**** Text block
Fire Department holds hazmat training

by Charles Gerian

The Blackwell Fire Department held a training exercise for the handling of hazardous materials last week at the Blackwell Event Center in conjunction with fire departments from Newkirk and Perry.


A blue decontamination tent, granted to the Blackwell Fire Department by the Department of Homeland Security in the early 2000s, was the base of operations for the afternoon's training, according to Fire Chief Cory Hanebrink. 

“The [decontamination] tent would be set up in the 'warm zone,' which would be placed just outside of the affected area,”

Hanebrink explained.

The tent is set up with two “lanes” on either side and a conveyor belt down the middle, where individuals in the contaminated area would place their belongings, sending them through to be cleared of contaminated materials.

“Firefighters, EMT personnel, and victims, they all go through taking off anything they had on them – jewelry, glasses, shoes – and put them in the bin. Then, they would strip down to be sprayed and decontaminated. There's a changing area where they'll have gowns to cover up while we make sure their items are clear,” Hanebrink said. “For the training, we just use soap and water.” 

He explained that situations involving hazardous materials could vary wildly due to Blackwell's proximity to Interstate 35, a major highway.
********
**** Data records
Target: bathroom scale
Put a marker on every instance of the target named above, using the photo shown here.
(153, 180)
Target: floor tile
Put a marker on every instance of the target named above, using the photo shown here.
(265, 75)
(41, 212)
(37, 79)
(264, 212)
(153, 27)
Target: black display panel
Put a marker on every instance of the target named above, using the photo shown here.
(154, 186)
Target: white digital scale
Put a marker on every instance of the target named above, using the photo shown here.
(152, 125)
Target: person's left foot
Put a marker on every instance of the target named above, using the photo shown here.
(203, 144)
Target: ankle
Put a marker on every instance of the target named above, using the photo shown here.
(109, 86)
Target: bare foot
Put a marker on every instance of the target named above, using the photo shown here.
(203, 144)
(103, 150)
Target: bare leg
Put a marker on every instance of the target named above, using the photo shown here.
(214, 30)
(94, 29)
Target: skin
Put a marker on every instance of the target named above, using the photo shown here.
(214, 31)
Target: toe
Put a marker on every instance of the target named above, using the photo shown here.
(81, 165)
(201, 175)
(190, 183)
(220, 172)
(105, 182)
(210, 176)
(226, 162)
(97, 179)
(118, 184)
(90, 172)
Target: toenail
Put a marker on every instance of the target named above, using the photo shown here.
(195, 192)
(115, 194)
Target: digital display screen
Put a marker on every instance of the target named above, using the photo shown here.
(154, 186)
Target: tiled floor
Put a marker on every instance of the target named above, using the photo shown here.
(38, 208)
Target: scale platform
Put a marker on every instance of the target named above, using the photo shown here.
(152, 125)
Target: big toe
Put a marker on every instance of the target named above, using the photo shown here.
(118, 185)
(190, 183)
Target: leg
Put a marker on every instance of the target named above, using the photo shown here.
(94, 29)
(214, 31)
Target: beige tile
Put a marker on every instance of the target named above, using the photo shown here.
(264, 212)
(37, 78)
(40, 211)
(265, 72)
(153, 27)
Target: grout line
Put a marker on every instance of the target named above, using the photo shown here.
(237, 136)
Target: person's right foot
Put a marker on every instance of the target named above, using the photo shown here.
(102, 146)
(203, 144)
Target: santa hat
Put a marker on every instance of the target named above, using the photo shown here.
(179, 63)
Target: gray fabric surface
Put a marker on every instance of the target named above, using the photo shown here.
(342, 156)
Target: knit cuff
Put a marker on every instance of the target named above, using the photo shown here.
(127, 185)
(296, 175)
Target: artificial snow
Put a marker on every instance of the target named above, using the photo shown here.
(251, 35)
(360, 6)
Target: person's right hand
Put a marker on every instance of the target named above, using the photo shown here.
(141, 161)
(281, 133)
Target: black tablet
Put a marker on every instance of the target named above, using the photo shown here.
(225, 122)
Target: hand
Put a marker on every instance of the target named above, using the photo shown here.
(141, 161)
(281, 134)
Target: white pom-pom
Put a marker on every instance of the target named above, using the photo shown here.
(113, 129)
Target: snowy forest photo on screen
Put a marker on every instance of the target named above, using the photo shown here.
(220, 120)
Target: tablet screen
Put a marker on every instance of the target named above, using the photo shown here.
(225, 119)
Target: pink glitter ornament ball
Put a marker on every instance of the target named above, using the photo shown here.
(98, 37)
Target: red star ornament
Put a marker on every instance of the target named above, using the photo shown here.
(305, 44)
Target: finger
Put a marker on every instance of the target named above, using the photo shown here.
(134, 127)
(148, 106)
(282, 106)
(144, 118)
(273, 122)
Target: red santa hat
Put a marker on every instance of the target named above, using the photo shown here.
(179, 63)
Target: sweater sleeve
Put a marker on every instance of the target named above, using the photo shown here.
********
# Exercise instructions
Continue the hazmat training article past its final sentence.

# Task response
“Where Blackwell is, right here on I-35, there are a lot of tankers and transportation vehicles that pass through. So if a spill were to happen or a crisis-like event, we would call in responders from Newkirk and Perry, set the tent up, and act accordingly.”

Local firefighters have used the tent for several exercises over the last decade. The most recent one was held two years ago, where first responders tested Blackwell Regional Hospital's ability to handle a significant influx of patients from a crisis event.

In other fire department-related news, Hanebrink noted the “significant efforts” made by firefighters during a recent flooding of the Chikaskia River. He said that local firefighters and police officers worked together “exceptionally well” to notify residents in at-risk areas of the rising waters.